======== ページ本文
2020 / 10 / 27
日本オペラ振興会が2021/22シーズンの主催公演ラインアップを発表

日本オペラ振興会2021-22記者発表会 ©公益財団法人日本オペラ振興会
日本オペラ振興会(渡辺佳英・理事長)は、日本のオペラ・カンパニーのパイオニアである藤原歌劇団と、日本人作曲家のオペラの創作と発展に大きく寄与する日本オペラ協会が、1981年に合併して誕生した団体。来年、設立40周年の節目を迎える。このたび、その記念シーズンである2021/22シーズンの主催公演ラインアップを発表し、記者会見を開いた(10月16日・日本記者クラブ)。渡辺理事長と、折江忠道・藤原歌劇団総監督、郡愛子・日本オペラ協会総監督、そして公演出演者らが登壇し、全5公演6演目のうち5演目が新演出上演という、40周年にふさわしい力のこもったラインアップについて語った。
取材・文:宮本明(音楽ライター)
幕開けは設立以来初の日本オペラ協会と藤原歌劇団の共同制作
アニヴァーサリー・シーズンの幕開けは2021年4月公演。設立以来初めてとなる、日本オペラ協会と藤原歌劇団の共同制作で、池辺晋一郎の『魅惑の美女はデスゴッデス!』とプッチーニ『ジャンニ・スキッキ』を、2本立てで新制作上演する。両作品とも喜劇。にもかかわらすどちらも「死」を扱っているという共通点もある。演出は岩田達宗。
================
* _設問_:
A. 本文によると、2021/22シーズンのラインアップを発表した記者会見は、いつどこで開かれましたか。
B. 本文の一部を、「記者会見」を「発表会」に入れ替えて書き直してください。「日本オペラ振興会2021-22記者発表会 ©公益財団法人日本オペラ振興会」という語句から書き始め、「ラインアップについて語った。」の後で終えてください。
======== データ抜粋
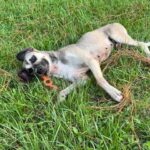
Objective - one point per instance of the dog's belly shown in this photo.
(69, 72)
(97, 44)
(101, 54)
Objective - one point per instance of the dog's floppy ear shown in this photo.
(20, 56)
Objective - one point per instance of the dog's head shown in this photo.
(34, 62)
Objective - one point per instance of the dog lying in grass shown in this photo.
(73, 61)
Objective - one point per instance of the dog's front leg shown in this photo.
(78, 82)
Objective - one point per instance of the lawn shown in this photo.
(29, 118)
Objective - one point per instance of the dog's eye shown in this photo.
(33, 59)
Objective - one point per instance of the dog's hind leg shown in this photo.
(118, 33)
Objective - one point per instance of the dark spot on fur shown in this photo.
(83, 65)
(53, 57)
(33, 59)
(21, 55)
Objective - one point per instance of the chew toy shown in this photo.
(48, 82)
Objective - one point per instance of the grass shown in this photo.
(28, 117)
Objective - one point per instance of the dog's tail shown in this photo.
(129, 41)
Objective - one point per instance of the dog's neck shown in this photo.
(58, 59)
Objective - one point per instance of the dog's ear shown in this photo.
(21, 55)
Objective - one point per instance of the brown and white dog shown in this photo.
(73, 61)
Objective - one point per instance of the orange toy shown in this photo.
(48, 82)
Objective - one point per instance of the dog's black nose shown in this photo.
(30, 70)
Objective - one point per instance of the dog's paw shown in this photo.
(116, 94)
(61, 97)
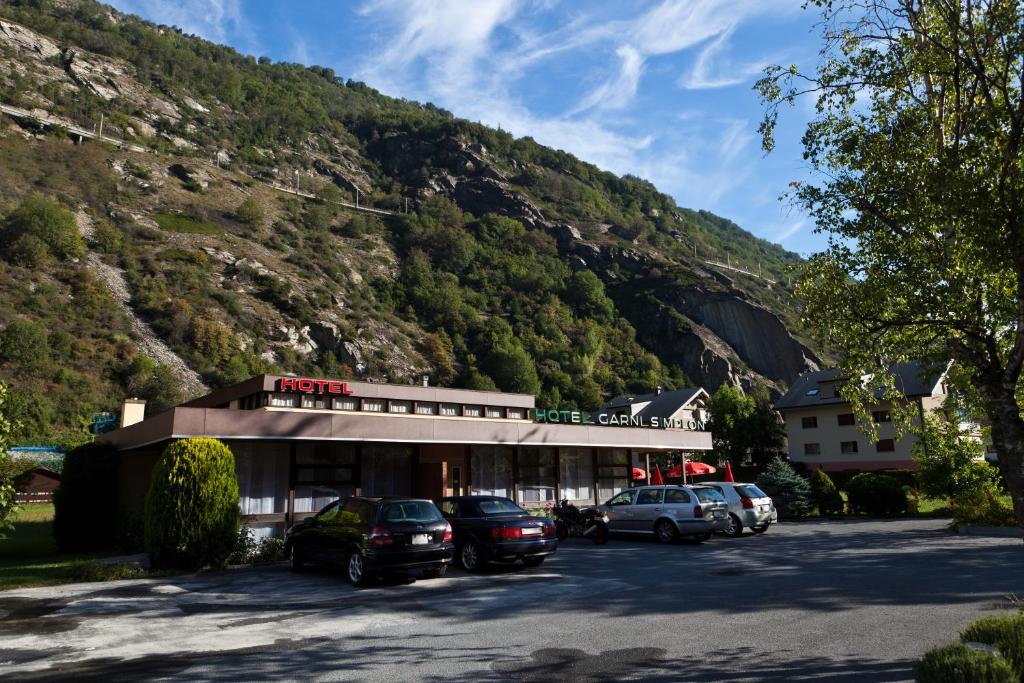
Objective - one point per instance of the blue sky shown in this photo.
(657, 88)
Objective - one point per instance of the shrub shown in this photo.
(878, 495)
(192, 509)
(986, 507)
(790, 492)
(85, 506)
(960, 664)
(824, 494)
(90, 570)
(46, 221)
(1005, 633)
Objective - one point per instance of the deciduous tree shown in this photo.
(918, 166)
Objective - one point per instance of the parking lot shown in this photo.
(854, 601)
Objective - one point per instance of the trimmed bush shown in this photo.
(85, 506)
(1005, 633)
(960, 664)
(878, 495)
(192, 509)
(824, 494)
(790, 492)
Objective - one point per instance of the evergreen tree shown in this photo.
(790, 492)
================
* _解答_:
A. 10月16日に日本記者クラブで開かれました。

B.
日本オペラ振興会2021-22記者発表会 ©公益財団法人日本オペラ振興会
日本オペラ振興会(渡辺佳英・理事長)は、日本のオペラ・カンパニーのパイオニアである藤原歌劇団と、日本人作曲家のオペラの創作と発展に大きく寄与する日本オペラ協会が、1981年に合併して誕生した団体。来年、設立40周年の節目を迎える。このたび、その記念シーズンである2021/22シーズンの主催公演ラインアップを発表し、発表会を開いた(10月16日・日本記者クラブ)。渡辺理事長と、折江忠道・藤原歌劇団総監督、郡愛子・日本オペラ協会総監督、そして公演出演者らが登壇し、全5公演6演目のうち5演目が新演出上演という、40周年にふさわしい力のこもったラインアップについて語った。